**Text block:**
+---+
CHICAGO (Reuters) - Crop scouts are out in the fields this week assessing hard red winter wheat potential in the top U.S. wheat state of Kansas, which is suffering from its driest growing season in more than 30 years.
Given the precarious state of Kansas’ wheat, there are some factors to keep in mind while digesting this year’s tour data. Terrible crop ratings and slower-than-normal progress will present challenges to the scouts, but the results should be just as reliable as in any other year.
The tour, hosted annually by the Wheat Quality Council, aims to get a feel for the potential size of the Kansas wheat crop before the U.S. Department of Agriculture issues its first forecast of the season. This year, USDA’s report is due on May 10 at noon EDT (1600 GMT).
Over three days, tour scouts measure the average number of stalks per foot (30 cm) and the row spacing in fields all over the state. With those numbers, they compute a rough yield based on historical averages of head counts and average weights per head.
+---+
**Information supplied:**
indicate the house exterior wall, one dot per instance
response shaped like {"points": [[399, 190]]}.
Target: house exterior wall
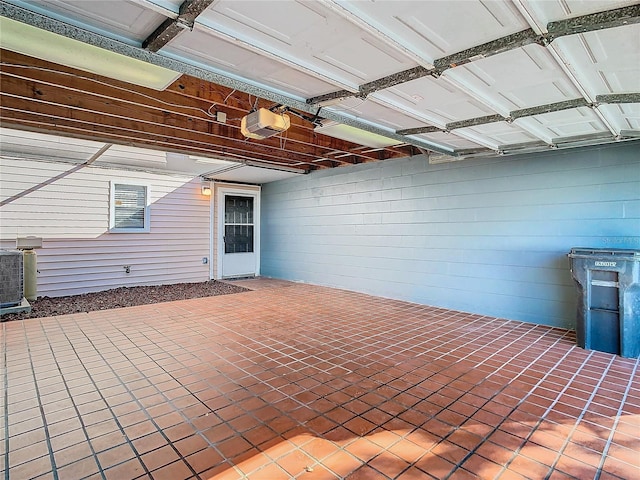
{"points": [[79, 253], [486, 236]]}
+---+
**To-do list:**
• a. Answer these from the wheat tour article:
(i) Which organization hosts the tour each year?
(ii) When is the USDA report due this year?
(iii) Over how many days do the scouts take their measurements?
• b. Using the wheat tour article, explain in one to three sentences why the scouts measure stalks per foot and row spacing.
• c. Carry on the wheat tour article from the point where it stops.

**Answers to the tasks:**
• a.
(i) The Wheat Quality Council.
(ii) May 10 at noon EDT (1600 GMT).
(iii) Three days.

• b. From those two numbers the scouts compute a rough yield. They base it on historical averages of head counts and average weights per head.

• c.
It is important to remember that this formula does not consider test weight or normal harvesting losses. Therefore, the yield projections should be used strictly as a guide, not a final number.
More than 90 percent of Kansas’ wheat crop is grown in the western two-thirds of the state, and this is crop scouts’ primary area of focus. The heaviest wheat-producing district is the South Central one, which grows 24 percent of the crop. (tmsnrt.rs/2JI3Ed5)
The Central district is No. 2 with 18 percent of the crop and the Southwest district comes in third with 15 percent. The top three districts have also been the driest relative to normal since the crop was planted. (tmsnrt.rs/2JHY62o)
One key difference between this year’s tour and last year’s is the stage of the wheat. As of April 29, only 2 percent of the wheat in Kansas was heading compared with 41 percent a year earlier. The five-year average is 24 percent.
The head is the part of the wheat plant that houses the kernels, where the grain is produced. This is generally an important feature to inspect on the wheat tour, but its absence does not at all devalue scouts’ findings.
Of the past 18 years, there have been six in which the tour’s final Kansas wheat yield was within 5 percent or less of USDA’s May peg. As of April 29 in those six years, heading progress was between 2 and 11 percent – well below the long-term average. (tmsnrt.rs/2re2hfr)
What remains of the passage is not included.